[Recorded data]
___

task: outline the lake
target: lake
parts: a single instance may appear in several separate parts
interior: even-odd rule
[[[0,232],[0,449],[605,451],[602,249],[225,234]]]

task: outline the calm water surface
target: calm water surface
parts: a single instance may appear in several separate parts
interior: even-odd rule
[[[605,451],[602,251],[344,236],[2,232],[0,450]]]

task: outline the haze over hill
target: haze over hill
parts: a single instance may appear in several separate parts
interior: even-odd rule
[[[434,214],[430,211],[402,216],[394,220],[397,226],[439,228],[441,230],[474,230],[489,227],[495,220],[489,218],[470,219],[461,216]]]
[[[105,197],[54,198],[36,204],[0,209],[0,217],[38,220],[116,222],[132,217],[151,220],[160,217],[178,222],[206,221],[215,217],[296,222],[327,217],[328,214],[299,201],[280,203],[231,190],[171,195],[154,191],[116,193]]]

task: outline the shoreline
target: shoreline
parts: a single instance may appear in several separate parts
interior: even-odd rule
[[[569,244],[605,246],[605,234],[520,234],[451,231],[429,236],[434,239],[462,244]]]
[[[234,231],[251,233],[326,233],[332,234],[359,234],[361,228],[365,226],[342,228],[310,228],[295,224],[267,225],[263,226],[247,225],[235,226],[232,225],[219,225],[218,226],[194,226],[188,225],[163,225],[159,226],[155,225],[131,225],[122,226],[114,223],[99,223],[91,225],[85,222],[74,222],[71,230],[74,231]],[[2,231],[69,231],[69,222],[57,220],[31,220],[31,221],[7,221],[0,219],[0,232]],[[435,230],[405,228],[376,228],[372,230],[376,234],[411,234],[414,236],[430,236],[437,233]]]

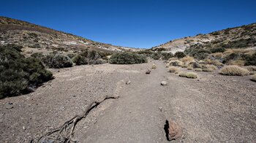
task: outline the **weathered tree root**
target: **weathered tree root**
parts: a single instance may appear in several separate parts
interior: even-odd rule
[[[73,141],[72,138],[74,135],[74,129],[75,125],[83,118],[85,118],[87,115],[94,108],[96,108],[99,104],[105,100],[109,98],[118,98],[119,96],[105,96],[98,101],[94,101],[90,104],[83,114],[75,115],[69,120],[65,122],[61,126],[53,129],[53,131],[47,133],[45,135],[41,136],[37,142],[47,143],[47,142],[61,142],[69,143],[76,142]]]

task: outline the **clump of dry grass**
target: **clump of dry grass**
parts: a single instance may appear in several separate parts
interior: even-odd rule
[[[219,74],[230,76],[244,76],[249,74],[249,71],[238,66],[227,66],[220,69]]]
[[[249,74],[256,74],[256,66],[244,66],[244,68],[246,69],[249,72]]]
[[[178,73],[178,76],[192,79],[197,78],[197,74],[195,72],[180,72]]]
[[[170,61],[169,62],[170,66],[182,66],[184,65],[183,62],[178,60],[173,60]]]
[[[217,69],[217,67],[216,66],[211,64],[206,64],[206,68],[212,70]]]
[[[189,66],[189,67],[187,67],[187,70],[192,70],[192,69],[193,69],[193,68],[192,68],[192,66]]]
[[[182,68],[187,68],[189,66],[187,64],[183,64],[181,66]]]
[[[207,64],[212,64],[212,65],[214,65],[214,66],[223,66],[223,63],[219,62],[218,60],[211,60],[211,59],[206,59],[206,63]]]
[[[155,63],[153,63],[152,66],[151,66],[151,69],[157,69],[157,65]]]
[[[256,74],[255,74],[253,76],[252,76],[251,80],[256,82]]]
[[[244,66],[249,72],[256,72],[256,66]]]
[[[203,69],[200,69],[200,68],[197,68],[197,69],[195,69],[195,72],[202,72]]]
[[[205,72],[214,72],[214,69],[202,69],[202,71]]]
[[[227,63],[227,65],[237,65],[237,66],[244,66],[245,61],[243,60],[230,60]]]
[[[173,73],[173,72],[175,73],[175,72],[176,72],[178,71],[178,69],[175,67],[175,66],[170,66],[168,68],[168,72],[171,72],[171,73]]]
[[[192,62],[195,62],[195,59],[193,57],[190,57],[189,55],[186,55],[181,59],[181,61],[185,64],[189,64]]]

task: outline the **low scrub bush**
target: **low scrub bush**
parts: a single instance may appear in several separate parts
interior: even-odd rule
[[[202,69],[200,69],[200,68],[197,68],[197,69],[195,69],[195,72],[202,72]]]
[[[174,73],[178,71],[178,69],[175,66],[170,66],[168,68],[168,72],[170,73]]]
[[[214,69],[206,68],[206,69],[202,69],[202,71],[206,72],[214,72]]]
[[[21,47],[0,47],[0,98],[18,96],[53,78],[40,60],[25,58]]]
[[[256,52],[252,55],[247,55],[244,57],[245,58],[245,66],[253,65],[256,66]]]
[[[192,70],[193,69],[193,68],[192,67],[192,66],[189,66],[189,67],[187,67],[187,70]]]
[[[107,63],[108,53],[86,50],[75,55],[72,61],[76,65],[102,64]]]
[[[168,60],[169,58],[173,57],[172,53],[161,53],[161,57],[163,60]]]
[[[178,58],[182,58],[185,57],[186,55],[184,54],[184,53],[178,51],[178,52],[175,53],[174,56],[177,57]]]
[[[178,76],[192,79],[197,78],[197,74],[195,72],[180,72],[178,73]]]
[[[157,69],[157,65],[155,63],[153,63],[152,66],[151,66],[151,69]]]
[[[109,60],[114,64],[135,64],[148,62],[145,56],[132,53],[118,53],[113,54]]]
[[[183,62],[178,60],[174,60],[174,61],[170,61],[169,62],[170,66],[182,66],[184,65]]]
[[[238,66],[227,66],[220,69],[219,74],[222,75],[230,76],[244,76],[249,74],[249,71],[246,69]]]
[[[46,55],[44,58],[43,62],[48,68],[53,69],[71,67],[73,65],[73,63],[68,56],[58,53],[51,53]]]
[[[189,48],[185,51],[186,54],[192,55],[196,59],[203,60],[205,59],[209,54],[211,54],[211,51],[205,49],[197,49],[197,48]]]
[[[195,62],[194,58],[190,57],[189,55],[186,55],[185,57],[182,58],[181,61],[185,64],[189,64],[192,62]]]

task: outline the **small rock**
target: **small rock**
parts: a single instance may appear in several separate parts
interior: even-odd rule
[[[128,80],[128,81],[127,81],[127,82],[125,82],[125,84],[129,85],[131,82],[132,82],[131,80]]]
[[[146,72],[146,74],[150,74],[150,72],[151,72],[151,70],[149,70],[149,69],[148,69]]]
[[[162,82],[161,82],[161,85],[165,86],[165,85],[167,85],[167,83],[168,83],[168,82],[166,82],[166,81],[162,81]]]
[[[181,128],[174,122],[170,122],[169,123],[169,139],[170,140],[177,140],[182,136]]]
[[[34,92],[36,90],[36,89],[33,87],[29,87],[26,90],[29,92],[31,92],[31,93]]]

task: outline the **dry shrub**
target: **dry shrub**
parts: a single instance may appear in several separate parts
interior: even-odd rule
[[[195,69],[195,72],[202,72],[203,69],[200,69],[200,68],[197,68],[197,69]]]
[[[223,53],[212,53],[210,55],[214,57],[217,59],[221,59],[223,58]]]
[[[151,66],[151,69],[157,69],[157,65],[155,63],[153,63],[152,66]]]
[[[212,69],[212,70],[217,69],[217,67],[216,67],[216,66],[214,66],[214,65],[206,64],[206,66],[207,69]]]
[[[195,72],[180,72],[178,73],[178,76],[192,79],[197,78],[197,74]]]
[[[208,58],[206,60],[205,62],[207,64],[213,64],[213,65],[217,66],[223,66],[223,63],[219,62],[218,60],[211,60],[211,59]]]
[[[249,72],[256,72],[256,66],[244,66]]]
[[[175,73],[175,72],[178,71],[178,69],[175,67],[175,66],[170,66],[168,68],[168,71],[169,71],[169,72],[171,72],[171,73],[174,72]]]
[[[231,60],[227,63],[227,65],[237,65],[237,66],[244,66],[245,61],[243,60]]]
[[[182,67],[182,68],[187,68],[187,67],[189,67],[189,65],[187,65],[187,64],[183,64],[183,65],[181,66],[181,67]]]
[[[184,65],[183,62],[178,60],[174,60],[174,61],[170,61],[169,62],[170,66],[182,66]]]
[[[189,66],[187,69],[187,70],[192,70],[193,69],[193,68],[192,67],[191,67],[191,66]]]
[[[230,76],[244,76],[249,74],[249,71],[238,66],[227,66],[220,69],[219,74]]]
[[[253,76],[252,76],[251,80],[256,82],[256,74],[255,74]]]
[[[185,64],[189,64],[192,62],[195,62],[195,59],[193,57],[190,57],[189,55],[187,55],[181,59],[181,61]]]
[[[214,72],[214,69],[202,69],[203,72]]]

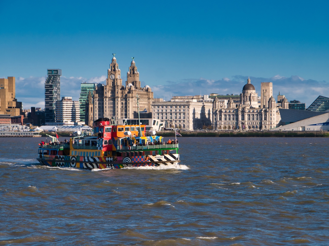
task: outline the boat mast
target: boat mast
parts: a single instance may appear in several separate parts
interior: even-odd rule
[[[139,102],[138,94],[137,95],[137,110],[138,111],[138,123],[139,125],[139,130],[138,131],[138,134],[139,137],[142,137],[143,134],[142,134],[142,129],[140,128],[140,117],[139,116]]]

___

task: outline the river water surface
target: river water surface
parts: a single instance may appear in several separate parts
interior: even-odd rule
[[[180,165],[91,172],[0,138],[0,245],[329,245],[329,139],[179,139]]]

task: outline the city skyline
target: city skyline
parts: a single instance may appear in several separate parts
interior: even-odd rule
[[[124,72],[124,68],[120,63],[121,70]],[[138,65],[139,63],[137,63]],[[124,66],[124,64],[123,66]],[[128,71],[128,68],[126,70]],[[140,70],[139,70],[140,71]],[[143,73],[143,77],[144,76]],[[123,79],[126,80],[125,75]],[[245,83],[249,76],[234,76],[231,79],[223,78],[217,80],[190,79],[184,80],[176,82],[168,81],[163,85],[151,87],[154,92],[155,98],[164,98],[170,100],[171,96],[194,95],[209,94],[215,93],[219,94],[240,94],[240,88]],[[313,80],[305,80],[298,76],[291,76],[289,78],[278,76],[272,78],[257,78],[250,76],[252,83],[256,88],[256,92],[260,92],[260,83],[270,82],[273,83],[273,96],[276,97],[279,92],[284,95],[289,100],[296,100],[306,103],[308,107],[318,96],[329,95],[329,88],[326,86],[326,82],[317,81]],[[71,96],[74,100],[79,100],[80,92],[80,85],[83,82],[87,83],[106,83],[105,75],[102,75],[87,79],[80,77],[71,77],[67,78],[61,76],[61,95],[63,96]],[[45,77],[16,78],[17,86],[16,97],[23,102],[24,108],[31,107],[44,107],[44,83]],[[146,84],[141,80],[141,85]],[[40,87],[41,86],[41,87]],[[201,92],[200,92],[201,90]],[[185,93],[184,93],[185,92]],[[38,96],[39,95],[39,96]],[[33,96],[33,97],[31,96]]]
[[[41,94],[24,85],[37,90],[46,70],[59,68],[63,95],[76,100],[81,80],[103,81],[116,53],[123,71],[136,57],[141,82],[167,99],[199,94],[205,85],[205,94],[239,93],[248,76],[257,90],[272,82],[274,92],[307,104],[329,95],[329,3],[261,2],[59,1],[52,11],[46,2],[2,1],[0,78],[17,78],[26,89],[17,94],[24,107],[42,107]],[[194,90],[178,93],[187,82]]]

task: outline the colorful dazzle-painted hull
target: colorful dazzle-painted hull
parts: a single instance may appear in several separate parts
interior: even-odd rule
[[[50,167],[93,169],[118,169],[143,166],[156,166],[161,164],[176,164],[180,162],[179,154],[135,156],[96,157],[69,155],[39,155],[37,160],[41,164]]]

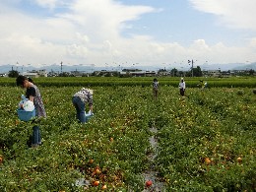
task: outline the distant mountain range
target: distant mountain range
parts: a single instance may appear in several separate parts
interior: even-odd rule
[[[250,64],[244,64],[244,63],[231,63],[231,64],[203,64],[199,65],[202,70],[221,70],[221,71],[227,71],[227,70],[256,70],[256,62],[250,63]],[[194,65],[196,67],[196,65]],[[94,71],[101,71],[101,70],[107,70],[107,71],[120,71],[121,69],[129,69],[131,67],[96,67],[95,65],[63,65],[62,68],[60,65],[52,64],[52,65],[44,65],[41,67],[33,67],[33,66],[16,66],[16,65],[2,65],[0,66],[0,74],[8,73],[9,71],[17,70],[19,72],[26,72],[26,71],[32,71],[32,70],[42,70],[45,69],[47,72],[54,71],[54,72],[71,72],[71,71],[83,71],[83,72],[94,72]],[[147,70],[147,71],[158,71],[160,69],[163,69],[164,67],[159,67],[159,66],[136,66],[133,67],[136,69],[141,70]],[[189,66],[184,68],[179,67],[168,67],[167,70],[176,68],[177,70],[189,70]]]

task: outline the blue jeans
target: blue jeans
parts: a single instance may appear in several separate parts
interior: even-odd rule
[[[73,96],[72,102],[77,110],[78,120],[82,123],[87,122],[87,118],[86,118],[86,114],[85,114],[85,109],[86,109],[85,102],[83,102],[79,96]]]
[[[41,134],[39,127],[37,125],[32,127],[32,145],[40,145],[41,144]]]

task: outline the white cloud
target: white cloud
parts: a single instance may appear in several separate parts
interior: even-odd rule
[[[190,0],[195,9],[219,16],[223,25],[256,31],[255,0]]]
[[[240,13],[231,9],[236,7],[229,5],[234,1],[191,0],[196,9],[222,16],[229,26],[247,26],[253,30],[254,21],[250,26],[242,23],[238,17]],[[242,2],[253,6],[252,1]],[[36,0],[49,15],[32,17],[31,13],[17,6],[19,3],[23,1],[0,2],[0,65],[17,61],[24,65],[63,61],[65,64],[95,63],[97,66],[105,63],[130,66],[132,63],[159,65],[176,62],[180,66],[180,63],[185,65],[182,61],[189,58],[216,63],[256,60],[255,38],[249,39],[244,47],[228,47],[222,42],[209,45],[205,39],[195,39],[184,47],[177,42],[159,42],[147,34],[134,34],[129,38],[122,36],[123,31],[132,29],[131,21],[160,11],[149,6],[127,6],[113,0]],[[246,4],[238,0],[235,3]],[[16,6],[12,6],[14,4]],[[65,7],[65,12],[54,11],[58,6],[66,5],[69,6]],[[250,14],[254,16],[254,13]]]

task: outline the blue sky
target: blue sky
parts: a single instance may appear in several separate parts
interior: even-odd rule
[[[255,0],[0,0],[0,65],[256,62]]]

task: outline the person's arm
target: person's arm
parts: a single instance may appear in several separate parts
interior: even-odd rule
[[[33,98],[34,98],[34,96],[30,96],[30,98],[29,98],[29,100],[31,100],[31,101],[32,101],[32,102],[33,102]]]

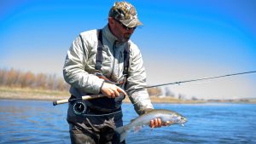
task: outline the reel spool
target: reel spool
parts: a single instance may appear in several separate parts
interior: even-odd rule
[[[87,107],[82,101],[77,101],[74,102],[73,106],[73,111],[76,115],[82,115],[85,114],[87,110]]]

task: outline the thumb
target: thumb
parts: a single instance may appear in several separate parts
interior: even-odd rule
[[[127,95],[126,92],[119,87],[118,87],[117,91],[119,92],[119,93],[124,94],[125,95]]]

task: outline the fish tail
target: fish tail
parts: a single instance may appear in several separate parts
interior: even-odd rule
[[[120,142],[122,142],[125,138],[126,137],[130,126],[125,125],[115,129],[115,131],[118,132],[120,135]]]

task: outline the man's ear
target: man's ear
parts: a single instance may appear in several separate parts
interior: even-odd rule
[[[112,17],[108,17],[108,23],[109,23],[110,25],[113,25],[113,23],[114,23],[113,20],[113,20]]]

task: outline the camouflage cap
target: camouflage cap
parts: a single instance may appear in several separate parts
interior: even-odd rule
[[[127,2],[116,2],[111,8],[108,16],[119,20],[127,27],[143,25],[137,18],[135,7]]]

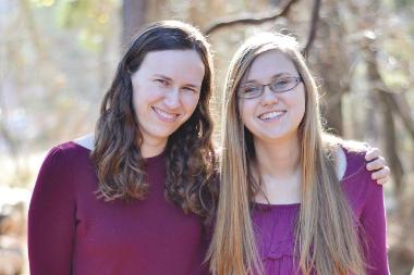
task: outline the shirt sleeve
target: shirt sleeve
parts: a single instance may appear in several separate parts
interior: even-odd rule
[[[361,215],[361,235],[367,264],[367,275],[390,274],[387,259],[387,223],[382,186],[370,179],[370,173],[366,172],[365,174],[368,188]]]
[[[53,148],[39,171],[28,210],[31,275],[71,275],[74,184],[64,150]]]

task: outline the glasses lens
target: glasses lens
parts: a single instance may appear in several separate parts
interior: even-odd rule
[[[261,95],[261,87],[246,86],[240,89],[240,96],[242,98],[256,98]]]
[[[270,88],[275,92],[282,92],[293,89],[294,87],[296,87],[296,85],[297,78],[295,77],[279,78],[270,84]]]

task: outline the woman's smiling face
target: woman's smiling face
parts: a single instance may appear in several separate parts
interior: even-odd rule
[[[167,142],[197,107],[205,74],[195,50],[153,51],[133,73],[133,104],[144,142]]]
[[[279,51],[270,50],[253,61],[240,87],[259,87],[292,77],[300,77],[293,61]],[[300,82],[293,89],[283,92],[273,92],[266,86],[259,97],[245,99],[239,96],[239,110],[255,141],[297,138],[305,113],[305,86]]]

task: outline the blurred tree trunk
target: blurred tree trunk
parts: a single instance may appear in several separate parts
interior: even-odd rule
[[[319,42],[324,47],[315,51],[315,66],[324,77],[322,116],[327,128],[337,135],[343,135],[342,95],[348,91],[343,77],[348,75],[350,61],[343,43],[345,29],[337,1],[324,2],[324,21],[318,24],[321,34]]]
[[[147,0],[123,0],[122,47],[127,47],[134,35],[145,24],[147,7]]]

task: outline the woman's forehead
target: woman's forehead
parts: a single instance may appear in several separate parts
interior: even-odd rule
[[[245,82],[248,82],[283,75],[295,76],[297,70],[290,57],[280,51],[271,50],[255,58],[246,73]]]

___

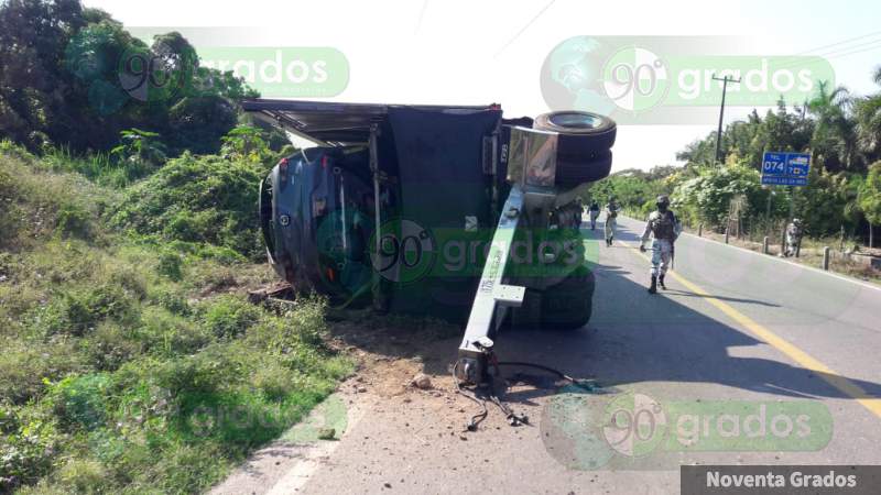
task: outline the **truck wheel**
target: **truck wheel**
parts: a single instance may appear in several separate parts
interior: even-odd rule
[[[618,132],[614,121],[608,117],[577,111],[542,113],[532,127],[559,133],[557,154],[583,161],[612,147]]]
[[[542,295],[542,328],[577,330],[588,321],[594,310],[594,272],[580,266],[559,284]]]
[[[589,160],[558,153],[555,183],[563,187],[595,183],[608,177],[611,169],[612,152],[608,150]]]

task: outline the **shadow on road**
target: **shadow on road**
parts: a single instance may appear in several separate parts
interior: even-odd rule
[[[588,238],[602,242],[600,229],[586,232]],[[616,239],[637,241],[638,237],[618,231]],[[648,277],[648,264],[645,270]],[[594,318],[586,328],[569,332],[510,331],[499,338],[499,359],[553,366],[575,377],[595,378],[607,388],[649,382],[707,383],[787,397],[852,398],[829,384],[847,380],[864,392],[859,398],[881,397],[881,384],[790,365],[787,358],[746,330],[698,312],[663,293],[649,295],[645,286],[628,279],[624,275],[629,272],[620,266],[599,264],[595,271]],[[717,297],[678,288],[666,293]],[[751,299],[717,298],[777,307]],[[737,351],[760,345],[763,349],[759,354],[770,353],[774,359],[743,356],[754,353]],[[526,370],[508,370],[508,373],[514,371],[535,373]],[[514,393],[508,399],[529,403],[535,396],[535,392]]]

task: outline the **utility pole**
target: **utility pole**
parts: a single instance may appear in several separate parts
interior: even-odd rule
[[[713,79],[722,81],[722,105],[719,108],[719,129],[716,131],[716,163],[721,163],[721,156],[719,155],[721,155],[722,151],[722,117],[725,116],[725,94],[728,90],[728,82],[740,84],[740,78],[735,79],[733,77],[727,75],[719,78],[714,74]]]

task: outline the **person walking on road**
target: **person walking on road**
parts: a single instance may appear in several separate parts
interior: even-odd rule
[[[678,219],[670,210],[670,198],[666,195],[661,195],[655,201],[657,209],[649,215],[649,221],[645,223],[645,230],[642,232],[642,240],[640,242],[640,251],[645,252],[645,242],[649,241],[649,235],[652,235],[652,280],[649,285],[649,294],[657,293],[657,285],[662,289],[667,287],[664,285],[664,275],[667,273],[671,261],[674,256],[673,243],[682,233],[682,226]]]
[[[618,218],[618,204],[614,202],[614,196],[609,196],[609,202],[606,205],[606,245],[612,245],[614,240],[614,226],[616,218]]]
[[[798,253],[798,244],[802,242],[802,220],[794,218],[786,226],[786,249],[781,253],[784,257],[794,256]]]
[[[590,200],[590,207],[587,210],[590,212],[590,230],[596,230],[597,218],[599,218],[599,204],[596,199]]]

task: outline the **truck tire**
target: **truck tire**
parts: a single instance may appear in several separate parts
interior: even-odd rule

___

◆ What you will do:
How many lines in the recorded data above contain the string "wheel"? Reply with the number alone.

◆ Solution for this problem:
2